## Provided records:
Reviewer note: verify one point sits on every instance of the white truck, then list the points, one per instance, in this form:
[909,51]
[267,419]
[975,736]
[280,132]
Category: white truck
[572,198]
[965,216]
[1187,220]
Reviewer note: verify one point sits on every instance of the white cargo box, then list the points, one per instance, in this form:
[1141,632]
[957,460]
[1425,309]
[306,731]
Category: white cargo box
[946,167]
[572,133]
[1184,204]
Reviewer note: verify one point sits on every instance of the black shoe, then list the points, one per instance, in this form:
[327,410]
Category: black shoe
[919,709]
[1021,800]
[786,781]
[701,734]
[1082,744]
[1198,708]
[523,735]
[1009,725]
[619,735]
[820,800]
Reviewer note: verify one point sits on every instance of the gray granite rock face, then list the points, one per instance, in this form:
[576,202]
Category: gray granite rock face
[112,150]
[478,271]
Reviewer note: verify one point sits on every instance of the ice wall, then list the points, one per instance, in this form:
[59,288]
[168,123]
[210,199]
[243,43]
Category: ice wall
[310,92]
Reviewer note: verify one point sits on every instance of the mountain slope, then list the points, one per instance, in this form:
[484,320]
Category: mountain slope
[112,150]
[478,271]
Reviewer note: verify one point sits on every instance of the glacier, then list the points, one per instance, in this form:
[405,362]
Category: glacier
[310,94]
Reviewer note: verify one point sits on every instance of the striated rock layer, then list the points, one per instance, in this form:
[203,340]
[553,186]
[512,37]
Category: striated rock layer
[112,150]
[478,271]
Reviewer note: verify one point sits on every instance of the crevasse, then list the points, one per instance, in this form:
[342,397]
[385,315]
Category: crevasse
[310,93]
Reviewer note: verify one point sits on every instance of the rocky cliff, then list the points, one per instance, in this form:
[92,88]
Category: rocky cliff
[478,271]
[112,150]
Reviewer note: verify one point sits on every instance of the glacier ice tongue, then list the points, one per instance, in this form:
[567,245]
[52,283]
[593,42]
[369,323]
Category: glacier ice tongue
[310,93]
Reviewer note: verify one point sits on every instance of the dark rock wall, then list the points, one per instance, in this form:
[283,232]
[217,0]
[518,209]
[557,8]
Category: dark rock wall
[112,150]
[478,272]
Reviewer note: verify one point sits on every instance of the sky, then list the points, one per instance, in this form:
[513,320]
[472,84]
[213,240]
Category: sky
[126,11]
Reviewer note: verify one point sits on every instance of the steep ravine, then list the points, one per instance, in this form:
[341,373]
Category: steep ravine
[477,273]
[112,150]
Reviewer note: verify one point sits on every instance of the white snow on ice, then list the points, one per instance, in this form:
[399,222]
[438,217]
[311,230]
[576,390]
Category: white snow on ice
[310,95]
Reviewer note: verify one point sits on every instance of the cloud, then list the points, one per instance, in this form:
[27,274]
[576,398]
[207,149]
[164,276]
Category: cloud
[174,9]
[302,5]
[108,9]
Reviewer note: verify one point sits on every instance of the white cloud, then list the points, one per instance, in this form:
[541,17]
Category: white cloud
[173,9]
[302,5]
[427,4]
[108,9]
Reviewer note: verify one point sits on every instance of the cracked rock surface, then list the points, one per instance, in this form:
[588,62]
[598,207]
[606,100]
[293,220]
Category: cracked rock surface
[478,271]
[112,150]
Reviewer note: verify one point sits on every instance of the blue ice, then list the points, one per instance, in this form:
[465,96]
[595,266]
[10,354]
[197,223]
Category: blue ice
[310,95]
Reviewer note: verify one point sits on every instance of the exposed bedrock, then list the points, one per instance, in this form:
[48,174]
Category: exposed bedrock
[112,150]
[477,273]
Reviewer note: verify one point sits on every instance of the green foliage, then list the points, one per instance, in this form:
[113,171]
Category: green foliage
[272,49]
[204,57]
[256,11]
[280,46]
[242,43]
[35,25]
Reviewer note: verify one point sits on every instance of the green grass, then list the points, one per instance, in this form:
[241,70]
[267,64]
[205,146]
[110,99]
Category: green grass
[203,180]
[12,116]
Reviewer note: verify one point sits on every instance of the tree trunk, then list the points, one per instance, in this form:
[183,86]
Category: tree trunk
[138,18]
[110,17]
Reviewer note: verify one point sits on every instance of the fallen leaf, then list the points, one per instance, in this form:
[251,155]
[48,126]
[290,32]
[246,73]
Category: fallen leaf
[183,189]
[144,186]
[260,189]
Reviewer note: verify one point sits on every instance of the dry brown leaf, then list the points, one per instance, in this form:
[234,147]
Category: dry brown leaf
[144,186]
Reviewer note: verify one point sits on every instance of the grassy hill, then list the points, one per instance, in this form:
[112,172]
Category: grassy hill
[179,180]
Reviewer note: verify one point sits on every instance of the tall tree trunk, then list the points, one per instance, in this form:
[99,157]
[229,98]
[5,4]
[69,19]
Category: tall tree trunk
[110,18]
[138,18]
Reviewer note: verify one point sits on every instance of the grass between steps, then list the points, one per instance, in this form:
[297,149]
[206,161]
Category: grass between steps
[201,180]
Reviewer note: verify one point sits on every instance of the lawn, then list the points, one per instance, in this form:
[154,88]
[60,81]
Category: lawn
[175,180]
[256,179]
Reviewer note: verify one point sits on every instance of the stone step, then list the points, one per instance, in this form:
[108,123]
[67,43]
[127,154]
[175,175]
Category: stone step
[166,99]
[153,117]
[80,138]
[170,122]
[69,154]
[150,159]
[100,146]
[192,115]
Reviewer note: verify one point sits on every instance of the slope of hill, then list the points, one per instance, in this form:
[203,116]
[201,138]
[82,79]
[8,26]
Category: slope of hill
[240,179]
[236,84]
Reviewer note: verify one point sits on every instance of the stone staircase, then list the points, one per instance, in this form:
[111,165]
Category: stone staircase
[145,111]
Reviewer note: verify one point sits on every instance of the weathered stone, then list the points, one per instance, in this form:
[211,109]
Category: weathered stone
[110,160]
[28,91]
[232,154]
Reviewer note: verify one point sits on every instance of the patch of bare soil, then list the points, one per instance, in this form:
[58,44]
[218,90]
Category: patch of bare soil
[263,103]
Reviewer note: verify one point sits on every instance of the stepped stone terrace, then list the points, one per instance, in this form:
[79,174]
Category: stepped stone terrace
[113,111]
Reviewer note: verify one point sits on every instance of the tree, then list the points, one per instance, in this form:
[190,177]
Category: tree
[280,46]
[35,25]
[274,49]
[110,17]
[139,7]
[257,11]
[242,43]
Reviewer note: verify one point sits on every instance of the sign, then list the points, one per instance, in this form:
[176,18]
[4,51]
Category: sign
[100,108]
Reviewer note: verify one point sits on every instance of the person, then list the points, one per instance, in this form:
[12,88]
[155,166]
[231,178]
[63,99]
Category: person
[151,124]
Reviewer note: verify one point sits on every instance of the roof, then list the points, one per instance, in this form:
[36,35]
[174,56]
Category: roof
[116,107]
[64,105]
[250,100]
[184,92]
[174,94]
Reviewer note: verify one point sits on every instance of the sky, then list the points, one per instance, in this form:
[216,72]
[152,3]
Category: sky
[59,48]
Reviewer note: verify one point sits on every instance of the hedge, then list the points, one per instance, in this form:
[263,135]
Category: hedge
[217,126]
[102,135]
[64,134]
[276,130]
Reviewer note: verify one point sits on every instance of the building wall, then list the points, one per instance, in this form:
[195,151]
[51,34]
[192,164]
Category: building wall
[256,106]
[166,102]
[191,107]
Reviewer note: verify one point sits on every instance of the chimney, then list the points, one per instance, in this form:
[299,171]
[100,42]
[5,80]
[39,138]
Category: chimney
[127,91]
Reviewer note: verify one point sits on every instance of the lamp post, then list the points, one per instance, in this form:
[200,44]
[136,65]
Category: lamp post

## Goal:
Print all of the data above again, line for line, without changing a single character.

## Solved exercise:
Reviewer note: verify one point sits on every instance of the white truck, then list the points, one per instance, in this form:
[909,51]
[267,419]
[975,736]
[280,132]
Category: white truck
[572,198]
[965,216]
[1187,220]
Reviewer note: verify one point sits on every instance of the white cargo box, then list the points, one per instance, in this form:
[1141,632]
[957,460]
[1425,309]
[306,731]
Category: white cargo box
[946,167]
[572,133]
[1184,204]
Reviewer note: verify one point sits on every instance of the black shoe, then list the points, one per instance, in this form:
[327,410]
Category: black shoe
[919,709]
[1021,800]
[786,781]
[701,734]
[1082,744]
[1198,708]
[523,735]
[1009,725]
[619,735]
[820,800]
Reviewer note: verify one point sits on every instance of the gray granite rock face, then list the points, one per instance, in this form:
[576,202]
Category: gray granite rock face
[112,150]
[478,271]
Reviewer note: verify one point sits on every instance of the ice wall, then list the points, one per instance, in this form:
[59,288]
[168,123]
[210,199]
[243,43]
Category: ice wall
[310,92]
Reviewer note: verify one point sits on every instance of the mountain slope, then list the points, one per instance, in this form:
[484,320]
Category: mountain slope
[112,150]
[478,271]
Reviewer note: verify one point sits on every instance of the glacier, then list the points, one per instance, in this form:
[405,362]
Category: glacier
[310,94]
Reviewer note: verify one point sits on every instance of the striated rock layer, then list the points, one per instance, in this form:
[203,340]
[553,186]
[512,37]
Category: striated rock layer
[112,150]
[478,271]
Reviewer note: verify one point sits on every instance of the crevasse, then list the points, one per instance, in this form:
[342,397]
[385,315]
Category: crevasse
[310,93]
Reviewer note: verify one point sits on every instance of the rocky cliff, then list the points, one per instance, in this form:
[92,88]
Category: rocky cliff
[478,271]
[112,150]
Reviewer note: verify one point sits on every instance of the glacier ice tongue, then list the points, one per instance, in this form:
[567,245]
[52,283]
[593,42]
[369,323]
Category: glacier ice tongue
[310,93]
Reviewer note: verify one point sits on every instance of the dark rock wall, then list the points, one per instance, in this form:
[283,232]
[217,0]
[518,209]
[557,8]
Category: dark rock wall
[112,150]
[478,272]
Reviewer note: verify one point sits on every instance of the sky, then list the points, one per instance, in this form:
[513,320]
[472,84]
[213,240]
Category: sky
[126,11]
Reviewer note: verify one point sits on every instance of the steep ravine, then list the points, one per instance, in this form:
[341,373]
Category: steep ravine
[477,273]
[112,150]
Reviewer note: verify one point sits on every instance of the white snow on ice, then list the points, one per instance, in this form:
[399,222]
[438,217]
[311,230]
[576,390]
Category: white snow on ice
[310,95]
Reviewer note: verify one point sits on every instance of the cloud, then list the points, one per instance, in this form:
[27,274]
[576,398]
[207,149]
[164,276]
Category: cloud
[174,9]
[302,5]
[108,9]
Reviewer note: verify one point sits on every instance of the white cloud, then list the points, one per instance, in this form:
[541,17]
Category: white cloud
[173,9]
[302,5]
[427,4]
[108,9]
Reviewer note: verify one point sits on every instance of the cracked rock surface, then list the points, one per instance, in this form:
[588,62]
[598,207]
[606,100]
[293,220]
Category: cracked rock surface
[478,271]
[112,150]
Reviewer note: verify one point sits on every instance of the blue ice, then list the points, one per instance, in this form:
[465,96]
[595,266]
[10,354]
[197,223]
Category: blue ice
[310,95]
Reviewer note: verify one point sits on every instance of the exposed bedrock, then list the points, one per instance, in this form:
[48,174]
Category: exposed bedrock
[112,150]
[477,273]
Reviewer note: verify one point sits on every instance of the green foliage, then list the points, one per instance, in this form:
[113,171]
Category: green foliage
[272,49]
[204,57]
[256,11]
[280,46]
[242,43]
[35,25]
Reviewer note: verify one point sits on every instance of the green grass, then list the points, one per instance, in this form:
[241,70]
[267,64]
[205,146]
[110,99]
Category: green grass
[203,180]
[12,116]
Reviewer note: verify one point sits on every instance of the tree trunk, then list the points, one per instance, in this form:
[183,86]
Category: tree trunk
[138,18]
[110,17]
Reviewer note: verify one point sits on every instance of the fallen leaf, then list the points, one per instance, in this form:
[251,155]
[48,126]
[290,32]
[246,73]
Category: fallen leaf
[183,189]
[144,186]
[260,189]
Reviewer note: verify one point sits on every instance of the dry brown leaf, then list the points, one per instance, in this form:
[234,147]
Category: dry brown leaf
[144,186]
Reviewer note: verify one point sits on every instance of the grassy hill, then list the points, one per instance, in this form:
[112,172]
Category: grassy hill
[179,180]
Reviewer note: verify one point sits on every instance of the tall tree trunk, then list the points, one per instance, in this form:
[99,157]
[229,98]
[5,4]
[69,19]
Category: tall tree trunk
[110,18]
[138,18]
Reviewer note: verify one point sits on every instance of the grass between steps, then list the points, one per instance, in this form:
[297,149]
[206,161]
Category: grass between steps
[201,180]
Reviewer note: verify one point sits on every instance of the lawn, then list the points, one per instance, in this form:
[154,88]
[60,81]
Category: lawn
[175,180]
[256,179]
Reviewer note: verify one point sits on every instance of the stone step, then list the points, one per instance, in this form:
[108,123]
[67,43]
[127,154]
[175,175]
Category: stone step
[166,99]
[153,117]
[80,138]
[170,122]
[69,154]
[150,159]
[100,146]
[192,115]
Reviewer note: verify one point sits on every instance of the slope of hill, then list the points, one per instance, in this form:
[203,116]
[201,138]
[82,79]
[8,26]
Category: slope of hill
[240,179]
[236,84]
Reviewer note: verify one point sits on every instance of the stone staircase, then list the points, one per instance, in this form:
[111,165]
Category: stone staircase
[145,111]
Reviewer note: verify one point sits on every instance of the weathered stone, then list the points, one per instance, in this form:
[211,109]
Category: weathered stone
[110,160]
[28,91]
[232,154]
Reviewer note: verify one point sits on every instance of the patch of bare soil, then list the points, one per instance, in this form:
[58,44]
[218,90]
Category: patch of bare soil
[263,103]
Reviewer note: verify one point sits on every instance of the stepped stone terrace, then list the points, one per instance, in this form:
[79,174]
Category: stepped stone terrace
[113,111]
Reviewer note: verify one point sits on every instance of the tree, then list the points, one per instance, in this form:
[190,177]
Category: tree
[280,46]
[35,25]
[274,49]
[110,17]
[139,7]
[257,11]
[242,43]
Reviewer note: verify one point sits on every instance of the sign, then list the points, one per instance, in this form:
[176,18]
[4,51]
Category: sign
[100,108]
Reviewer note: verify one point sits on every instance of the person, then list the points, one per instance, in this form:
[12,88]
[155,166]
[231,178]
[63,99]
Category: person
[151,124]
Reviewer note: verify one point sits on every instance of the roof, then list the points, one per instance, in this form:
[36,35]
[174,56]
Category: roof
[116,107]
[64,105]
[250,100]
[184,92]
[174,94]
Reviewer note: verify one point sits on every instance of the sky, then list the points, one per instance, in this form:
[216,72]
[152,3]
Category: sky
[59,48]
Reviewer note: verify one point sits on every instance of the hedge, then list the points, one per instance, in this form:
[263,135]
Category: hedge
[217,126]
[102,135]
[64,134]
[276,130]
Reviewer note: verify one point sits on every instance of the building wall, then list the points, one per instance, in this form:
[195,151]
[51,34]
[192,164]
Category: building wall
[256,106]
[166,102]
[191,107]
Reviewer note: verify one point sits on every instance of the chimney, then list the points, one per instance, in this form:
[299,171]
[100,42]
[5,80]
[39,138]
Category: chimney
[127,91]
Reviewer note: verify one point sits on every instance of the lamp post, then list the points, one per instance, in this form:
[200,44]
[136,65]
Category: lamp post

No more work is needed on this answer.